**WHAT TO PRODUCE**
Write the line that includes "of the chair" and all subsequent lines, exactly as written, and nothing more.

(Point annotations for photos)
++++++++

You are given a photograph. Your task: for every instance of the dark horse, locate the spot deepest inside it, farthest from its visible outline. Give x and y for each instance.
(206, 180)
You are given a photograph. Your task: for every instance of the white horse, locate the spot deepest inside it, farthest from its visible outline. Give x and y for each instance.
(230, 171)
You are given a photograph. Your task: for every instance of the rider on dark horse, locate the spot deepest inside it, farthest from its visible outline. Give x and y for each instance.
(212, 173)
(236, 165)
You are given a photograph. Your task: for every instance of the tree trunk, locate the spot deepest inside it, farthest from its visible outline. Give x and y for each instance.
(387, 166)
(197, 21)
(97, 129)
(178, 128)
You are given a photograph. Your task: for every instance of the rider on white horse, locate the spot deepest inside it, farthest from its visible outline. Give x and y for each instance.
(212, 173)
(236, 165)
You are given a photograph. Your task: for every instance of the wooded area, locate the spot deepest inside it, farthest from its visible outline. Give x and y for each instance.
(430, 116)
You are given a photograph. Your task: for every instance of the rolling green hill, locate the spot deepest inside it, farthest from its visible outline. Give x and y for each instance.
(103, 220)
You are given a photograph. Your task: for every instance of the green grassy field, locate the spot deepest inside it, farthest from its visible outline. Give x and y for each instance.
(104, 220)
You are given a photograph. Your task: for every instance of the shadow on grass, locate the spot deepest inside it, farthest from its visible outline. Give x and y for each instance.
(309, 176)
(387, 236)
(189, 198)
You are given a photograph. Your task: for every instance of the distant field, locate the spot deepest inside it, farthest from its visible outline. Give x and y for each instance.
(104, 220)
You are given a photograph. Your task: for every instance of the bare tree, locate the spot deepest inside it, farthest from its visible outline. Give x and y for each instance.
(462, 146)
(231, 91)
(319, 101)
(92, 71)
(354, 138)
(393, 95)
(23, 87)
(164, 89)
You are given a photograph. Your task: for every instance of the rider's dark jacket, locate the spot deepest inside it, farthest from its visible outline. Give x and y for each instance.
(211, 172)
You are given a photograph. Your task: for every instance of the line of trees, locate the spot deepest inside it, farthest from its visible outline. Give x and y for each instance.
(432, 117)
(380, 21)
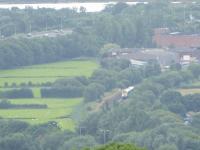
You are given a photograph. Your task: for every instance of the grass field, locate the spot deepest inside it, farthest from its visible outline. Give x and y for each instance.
(59, 110)
(48, 72)
(189, 91)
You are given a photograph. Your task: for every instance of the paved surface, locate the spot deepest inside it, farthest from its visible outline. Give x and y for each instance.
(49, 33)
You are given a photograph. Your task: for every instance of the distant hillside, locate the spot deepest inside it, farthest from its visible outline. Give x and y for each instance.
(55, 1)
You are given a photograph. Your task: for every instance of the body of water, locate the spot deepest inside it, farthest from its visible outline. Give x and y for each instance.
(90, 7)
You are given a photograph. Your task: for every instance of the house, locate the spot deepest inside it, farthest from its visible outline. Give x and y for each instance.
(164, 39)
(187, 55)
(142, 56)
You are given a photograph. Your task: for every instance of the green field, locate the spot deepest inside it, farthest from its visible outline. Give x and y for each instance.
(38, 74)
(59, 110)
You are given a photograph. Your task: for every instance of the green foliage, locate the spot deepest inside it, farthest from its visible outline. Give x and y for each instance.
(116, 146)
(93, 91)
(17, 93)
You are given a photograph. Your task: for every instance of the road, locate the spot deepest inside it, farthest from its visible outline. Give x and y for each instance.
(49, 33)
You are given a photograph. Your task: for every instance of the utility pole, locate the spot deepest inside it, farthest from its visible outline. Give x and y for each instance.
(184, 17)
(15, 32)
(61, 24)
(80, 130)
(104, 135)
(30, 28)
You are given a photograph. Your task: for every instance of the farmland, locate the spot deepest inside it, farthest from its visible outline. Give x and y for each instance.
(38, 74)
(59, 110)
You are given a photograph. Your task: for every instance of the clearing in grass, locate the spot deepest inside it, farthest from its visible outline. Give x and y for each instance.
(38, 74)
(59, 110)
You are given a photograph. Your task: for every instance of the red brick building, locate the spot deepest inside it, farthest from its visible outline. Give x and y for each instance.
(164, 39)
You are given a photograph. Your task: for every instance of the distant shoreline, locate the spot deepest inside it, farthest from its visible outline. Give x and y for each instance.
(53, 2)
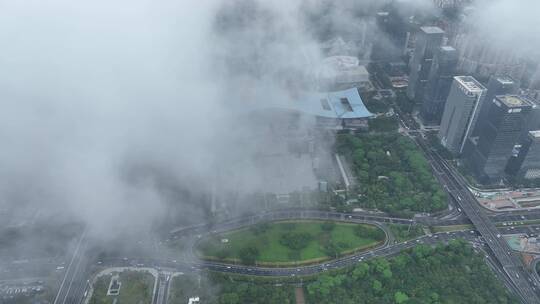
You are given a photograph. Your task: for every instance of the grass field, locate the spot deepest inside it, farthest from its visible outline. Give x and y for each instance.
(405, 232)
(183, 287)
(343, 237)
(137, 288)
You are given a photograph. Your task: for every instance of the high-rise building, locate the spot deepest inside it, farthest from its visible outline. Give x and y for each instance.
(428, 40)
(498, 136)
(530, 156)
(497, 85)
(461, 112)
(438, 84)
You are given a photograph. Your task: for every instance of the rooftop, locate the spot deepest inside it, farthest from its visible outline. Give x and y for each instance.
(447, 48)
(432, 30)
(339, 104)
(469, 83)
(535, 134)
(513, 101)
(505, 79)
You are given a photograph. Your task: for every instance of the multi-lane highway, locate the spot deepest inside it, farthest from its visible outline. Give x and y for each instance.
(457, 188)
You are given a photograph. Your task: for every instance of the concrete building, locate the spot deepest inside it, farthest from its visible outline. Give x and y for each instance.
(428, 40)
(329, 110)
(461, 112)
(438, 85)
(530, 166)
(498, 135)
(497, 85)
(341, 73)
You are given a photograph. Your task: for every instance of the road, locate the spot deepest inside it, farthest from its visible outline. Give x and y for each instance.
(162, 292)
(459, 191)
(75, 276)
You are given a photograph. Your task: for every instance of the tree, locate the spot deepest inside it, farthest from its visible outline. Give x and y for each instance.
(328, 226)
(400, 297)
(377, 286)
(248, 255)
(229, 298)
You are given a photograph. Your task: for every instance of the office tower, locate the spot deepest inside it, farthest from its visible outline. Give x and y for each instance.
(498, 136)
(534, 118)
(428, 40)
(497, 85)
(438, 84)
(460, 112)
(530, 156)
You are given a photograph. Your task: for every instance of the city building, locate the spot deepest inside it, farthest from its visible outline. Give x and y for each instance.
(460, 112)
(451, 3)
(342, 72)
(478, 57)
(497, 85)
(530, 157)
(428, 40)
(490, 152)
(329, 110)
(438, 84)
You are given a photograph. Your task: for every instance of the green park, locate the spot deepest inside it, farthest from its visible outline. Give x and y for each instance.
(136, 287)
(290, 242)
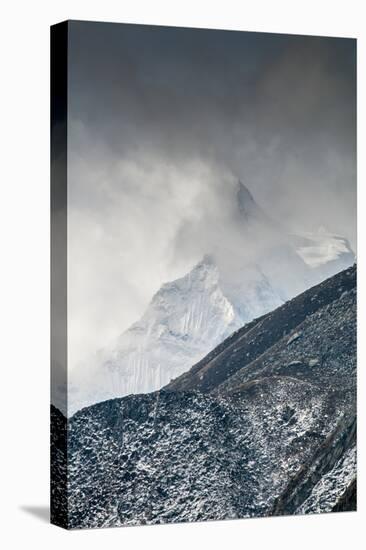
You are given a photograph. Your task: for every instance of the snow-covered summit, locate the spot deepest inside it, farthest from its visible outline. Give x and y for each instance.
(189, 316)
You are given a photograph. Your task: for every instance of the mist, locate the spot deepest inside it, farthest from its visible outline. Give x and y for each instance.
(163, 122)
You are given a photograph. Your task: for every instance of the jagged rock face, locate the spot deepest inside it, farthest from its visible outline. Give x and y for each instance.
(274, 435)
(190, 316)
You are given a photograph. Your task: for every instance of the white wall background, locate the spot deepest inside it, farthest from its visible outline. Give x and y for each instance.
(24, 235)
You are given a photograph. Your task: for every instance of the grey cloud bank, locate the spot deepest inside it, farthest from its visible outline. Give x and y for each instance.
(162, 123)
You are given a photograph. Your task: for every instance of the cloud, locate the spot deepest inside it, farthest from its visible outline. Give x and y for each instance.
(162, 123)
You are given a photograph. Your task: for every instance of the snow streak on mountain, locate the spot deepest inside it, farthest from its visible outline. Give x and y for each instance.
(264, 425)
(188, 317)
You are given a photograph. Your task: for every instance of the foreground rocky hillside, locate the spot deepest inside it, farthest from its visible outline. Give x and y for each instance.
(264, 425)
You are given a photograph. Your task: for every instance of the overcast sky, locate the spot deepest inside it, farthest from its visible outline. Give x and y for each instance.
(162, 122)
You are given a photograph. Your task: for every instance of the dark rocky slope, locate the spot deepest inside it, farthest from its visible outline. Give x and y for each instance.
(264, 425)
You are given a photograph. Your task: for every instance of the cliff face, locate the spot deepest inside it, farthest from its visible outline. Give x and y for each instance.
(264, 425)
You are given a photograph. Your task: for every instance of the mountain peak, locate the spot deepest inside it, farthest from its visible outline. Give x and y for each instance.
(246, 203)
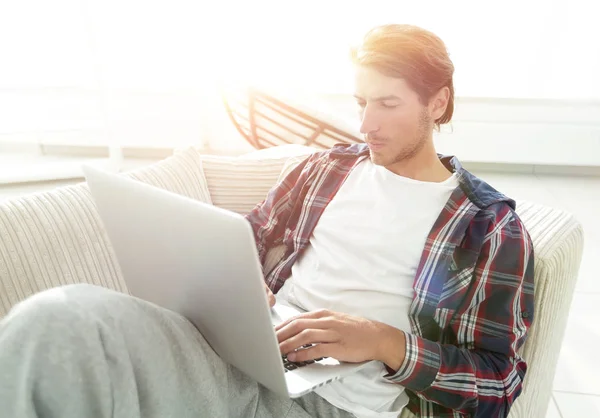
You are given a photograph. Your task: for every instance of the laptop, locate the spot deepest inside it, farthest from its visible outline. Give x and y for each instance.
(201, 261)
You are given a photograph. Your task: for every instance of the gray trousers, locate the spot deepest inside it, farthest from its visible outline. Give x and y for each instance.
(84, 351)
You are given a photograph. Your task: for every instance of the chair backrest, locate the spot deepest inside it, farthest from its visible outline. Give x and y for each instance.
(266, 121)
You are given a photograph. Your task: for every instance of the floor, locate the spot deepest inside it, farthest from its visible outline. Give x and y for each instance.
(577, 380)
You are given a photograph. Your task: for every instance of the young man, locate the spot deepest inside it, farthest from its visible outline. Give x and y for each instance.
(398, 254)
(436, 259)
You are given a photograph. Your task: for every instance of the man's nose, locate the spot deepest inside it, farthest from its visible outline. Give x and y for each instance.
(369, 122)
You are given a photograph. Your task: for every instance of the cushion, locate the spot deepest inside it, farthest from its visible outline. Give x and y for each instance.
(56, 238)
(240, 183)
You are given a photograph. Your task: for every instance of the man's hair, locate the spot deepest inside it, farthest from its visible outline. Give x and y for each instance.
(413, 54)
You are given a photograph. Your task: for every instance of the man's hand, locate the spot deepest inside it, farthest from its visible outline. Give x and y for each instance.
(341, 336)
(270, 296)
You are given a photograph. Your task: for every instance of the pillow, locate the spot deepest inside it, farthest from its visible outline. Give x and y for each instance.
(240, 183)
(181, 173)
(56, 237)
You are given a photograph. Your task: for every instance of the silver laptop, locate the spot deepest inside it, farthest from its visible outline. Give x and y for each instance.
(201, 261)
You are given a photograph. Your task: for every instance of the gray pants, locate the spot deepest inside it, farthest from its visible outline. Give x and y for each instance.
(84, 351)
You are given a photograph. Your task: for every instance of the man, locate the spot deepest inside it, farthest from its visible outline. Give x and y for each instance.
(398, 255)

++++++++

**TASK RESPONSE**
You are given a photograph. Your task: for every instance of the chair backrest, locate the spot deepest inside it, farthest from its visible outline. Give x and y for each instance.
(266, 121)
You are given a photograph. Your task: for every instance of the floor, locate the spot deepest inside it, farthest from its visible outline. Give x and y for each instance.
(577, 380)
You are given a photograph. Your task: for every instance of the young man, locate the spot deepest inside it, farthest from its visible outline. Give x and y for each instance.
(398, 254)
(436, 259)
You are given a photograph. Your task: for every instance of the man's nose, locate the spot deepest inside it, farthest from its visible outline. Give x and y for each instance.
(369, 122)
You are given a photograph. Your task: for every instance of the cushion, locate the spot deepest inside it, farthest from its visible outline. Give x and y for each instance.
(56, 238)
(240, 183)
You are given a photograph. Your task: for every instance of the man's hair, locate the spot deepest inside it, farthest from its visible outline. Give x and y for each instance.
(413, 54)
You are given a photograph. Your task: for every instance of the man's hand, locate the spot deepest inside it, farthest from its visible outline. Give x and y for each instance.
(341, 336)
(270, 296)
You are given a photograph. Your task: for every instance of the pillow, locate the spot deepest inside it, farthest from its visible outline. Give x and y for each instance.
(240, 183)
(181, 173)
(56, 237)
You are given a photograph. Your task: for every instance of the silver laptop, locate the spot deepest inside it, farthest from its visible outline. Give x and y for each instance.
(201, 261)
You are given a photograph. Your task: for every instance of the gray pants, locate the spot deepest inside it, farthest from its visible outline. Give x and y for each instance.
(84, 351)
You are given a photograph. Your task: for every instance of the man, locate the spot deepest inside it, farthest from its visible outline. Give x and y for each instance.
(398, 255)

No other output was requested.